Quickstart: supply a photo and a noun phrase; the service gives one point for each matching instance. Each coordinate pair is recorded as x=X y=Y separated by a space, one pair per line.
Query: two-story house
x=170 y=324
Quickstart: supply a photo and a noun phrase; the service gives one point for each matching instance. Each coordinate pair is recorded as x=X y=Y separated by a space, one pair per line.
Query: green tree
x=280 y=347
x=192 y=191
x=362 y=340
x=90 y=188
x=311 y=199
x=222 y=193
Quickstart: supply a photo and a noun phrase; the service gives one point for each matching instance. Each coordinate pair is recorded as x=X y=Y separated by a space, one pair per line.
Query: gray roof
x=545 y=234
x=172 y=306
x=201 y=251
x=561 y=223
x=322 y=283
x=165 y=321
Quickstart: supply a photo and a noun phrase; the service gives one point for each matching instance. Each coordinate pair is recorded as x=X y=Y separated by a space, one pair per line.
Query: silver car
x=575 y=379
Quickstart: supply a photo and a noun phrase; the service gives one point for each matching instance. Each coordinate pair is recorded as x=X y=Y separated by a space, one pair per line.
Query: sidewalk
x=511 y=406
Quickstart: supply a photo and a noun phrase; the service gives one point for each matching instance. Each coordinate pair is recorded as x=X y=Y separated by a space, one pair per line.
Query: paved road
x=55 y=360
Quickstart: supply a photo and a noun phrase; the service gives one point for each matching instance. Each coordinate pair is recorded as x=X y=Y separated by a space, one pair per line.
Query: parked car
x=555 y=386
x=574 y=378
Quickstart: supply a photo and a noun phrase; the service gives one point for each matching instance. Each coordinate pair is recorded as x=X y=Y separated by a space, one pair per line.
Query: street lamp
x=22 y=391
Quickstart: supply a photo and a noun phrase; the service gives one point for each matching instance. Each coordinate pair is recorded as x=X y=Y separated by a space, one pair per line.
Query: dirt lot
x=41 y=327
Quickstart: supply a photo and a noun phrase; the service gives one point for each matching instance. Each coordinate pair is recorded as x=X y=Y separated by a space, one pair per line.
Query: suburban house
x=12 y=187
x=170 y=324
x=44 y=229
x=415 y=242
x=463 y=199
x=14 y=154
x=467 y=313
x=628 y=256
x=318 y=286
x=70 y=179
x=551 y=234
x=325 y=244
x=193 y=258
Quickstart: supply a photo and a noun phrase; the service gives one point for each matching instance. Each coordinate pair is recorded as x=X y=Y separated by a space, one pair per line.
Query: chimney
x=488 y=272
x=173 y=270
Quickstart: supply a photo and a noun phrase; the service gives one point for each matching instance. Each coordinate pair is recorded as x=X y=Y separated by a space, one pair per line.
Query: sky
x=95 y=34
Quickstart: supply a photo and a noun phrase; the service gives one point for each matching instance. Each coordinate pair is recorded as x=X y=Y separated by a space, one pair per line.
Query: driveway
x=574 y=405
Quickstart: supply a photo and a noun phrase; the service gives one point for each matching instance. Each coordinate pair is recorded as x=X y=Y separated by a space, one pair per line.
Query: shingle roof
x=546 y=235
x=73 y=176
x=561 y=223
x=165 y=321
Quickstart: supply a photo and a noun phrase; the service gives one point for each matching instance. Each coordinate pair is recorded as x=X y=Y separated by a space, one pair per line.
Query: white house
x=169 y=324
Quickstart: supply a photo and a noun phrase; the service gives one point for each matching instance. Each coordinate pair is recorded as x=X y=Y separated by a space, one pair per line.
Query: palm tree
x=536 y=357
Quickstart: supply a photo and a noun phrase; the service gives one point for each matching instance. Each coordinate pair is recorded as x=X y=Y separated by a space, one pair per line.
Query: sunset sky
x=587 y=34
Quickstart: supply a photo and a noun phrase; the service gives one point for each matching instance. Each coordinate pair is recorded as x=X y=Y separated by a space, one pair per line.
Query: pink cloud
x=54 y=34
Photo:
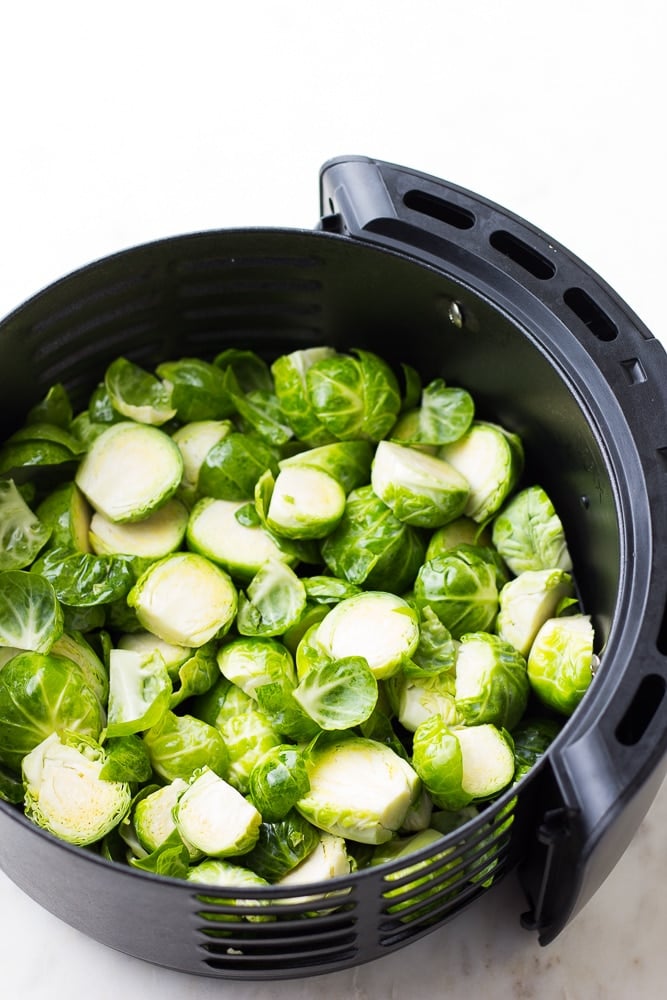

::::::::

Work to complete:
Retype the material above exactly, images excluded.

Solution for this task:
Quickstart: supply a photo and a noun phrase; the service gives one point for each matching instance. Each coordinate pair is recorded as x=X y=Y separated by a space, one pair per line.
Query: two-story house
x=170 y=324
Quickstart: supply a photo and a noun phrase; the service gives one point for each matching instance. Each coordinate pair is recorded as x=X y=Y separated by a space, one pair per line.
Query: green tree
x=280 y=347
x=192 y=191
x=362 y=340
x=90 y=188
x=311 y=199
x=222 y=193
Quickstart: supply a photo and a noun phrase; the service gives one point for each matching instance. Each coordinate pair is recorded as x=X y=Y separated by a space, one pair per line.
Query: gray roof
x=545 y=234
x=172 y=306
x=201 y=251
x=561 y=223
x=322 y=283
x=165 y=321
Quickstart: supply a photo and a noun phrase; the service gives one point for each matching instance. Each coordinate pair is recorded as x=X y=Y separated by a space, one pair per line.
Query: silver car
x=575 y=379
Quickstart: supply a photo and a noun phrase; the service gives one point for each matching instance. Each coordinate pair is recorded as x=X y=Y separated by a space, one pair per line.
Query: sidewalk
x=511 y=406
Quickstart: supply a photo and a noun phrase; the service gives one point for each matching instance. Each coordinate pair is recorded as x=X y=Y separated by a space, one pair per line.
Query: paved road
x=55 y=360
Quickstart: supply a photo and a noun phrase; the service gives one point for each matching instance. Each coordinate pair is recorded as x=X y=Y separated by a space, one pair per line.
Query: parked car
x=555 y=386
x=574 y=378
Quickstart: supply a photo and a noun phrase; the service gives one point for each matching instance. Each coordinate pair is recorded as x=X y=Y separated by a space, one pair per line.
Query: street lamp
x=22 y=391
Quickstart: supply a photo and a noun phrase; the service gives one point for each matching instance. Each coordinate pair is recorded as x=X y=Y separated by a space, one pair per line.
Query: dirt lot
x=41 y=327
Quickstart: supply a photo and a noun phrase; the service gives one point for each matching instance. Each coordinate pair is recorded as x=X y=Y separated by a space, one pair per line.
Query: suburban house
x=12 y=187
x=170 y=324
x=44 y=229
x=415 y=242
x=463 y=199
x=14 y=154
x=467 y=313
x=628 y=256
x=318 y=286
x=70 y=179
x=551 y=234
x=325 y=244
x=193 y=258
Quickstart: supply a photo and a noun phrase; the service gives one point for each matching instance. Each coordinate pair is recorded as x=X y=Y separated by a space, one pair per line.
Query: chimney
x=488 y=272
x=173 y=270
Quickstart: supply a photo and a noun phrase; the service gives one point for each matching instance. Each coordinate pair is recorded as x=X y=Y separated by a space, one pair per line.
Query: sky
x=95 y=34
Quickstart: supply a photo and a noun phrase; the service gives one point for each matching instance. Each coordinate pair is recorded as x=X y=Y separated by a space, one pair per line.
Query: driveway
x=574 y=405
Quickstart: supply a photo and a noun phrase; the service gives one point for each matching instance. Each coordinate pair is recorded as x=X y=Y separated by a space, one pair per line.
Query: shingle roof
x=546 y=235
x=73 y=176
x=561 y=223
x=165 y=321
Quickstart: supply a photo and a noun phrase; the service gives one point for each matching instance. Each coordinate pair is recorded as x=X y=Y separated by a space, one pair per line.
Query: white house
x=169 y=324
Quickstart: supply a photo and a noun phrase; the service gives one point for each matching instance. Each coordinate pair is recorded as x=X y=Y separated by a space, one pair per line.
Query: palm tree
x=536 y=357
Quickstart: supply a photo and a noun phrase; the service gives one point for each matching instance. Each coordinate pair is recorded as x=X y=Y separated by a space, one pair per line.
Query: sunset sky
x=587 y=34
Quickstart: supply a photo and a noun phrase; the service gives one point for each matching instance. Each coordinate pair is recorded as x=X y=Y separated by a space, one pair per line.
Query: pink cloud
x=54 y=34
Photo:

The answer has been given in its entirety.